Segment Start: Records for this exercise
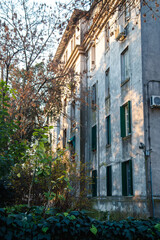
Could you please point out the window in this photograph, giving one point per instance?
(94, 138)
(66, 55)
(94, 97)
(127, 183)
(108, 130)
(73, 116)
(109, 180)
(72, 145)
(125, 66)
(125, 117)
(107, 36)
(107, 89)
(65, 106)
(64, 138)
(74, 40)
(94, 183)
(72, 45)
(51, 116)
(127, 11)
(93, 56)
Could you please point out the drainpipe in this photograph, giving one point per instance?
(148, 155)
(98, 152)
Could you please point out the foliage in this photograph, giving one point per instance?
Segment End: Records for this exercise
__Work request__
Repeat the data above word for word, without pictures.

__Exercise answer__
Could you please point out the window in this photograph, giving one point per instance?
(94, 138)
(66, 55)
(94, 97)
(127, 183)
(108, 130)
(73, 116)
(109, 180)
(72, 145)
(125, 66)
(125, 117)
(107, 36)
(107, 89)
(65, 106)
(64, 138)
(74, 40)
(94, 183)
(72, 45)
(51, 116)
(127, 11)
(93, 56)
Could you please point out the drainpipe in this photograph, giving one point per instance?
(148, 155)
(98, 152)
Could you please point out the foliage in this photograph, giving one point per instance?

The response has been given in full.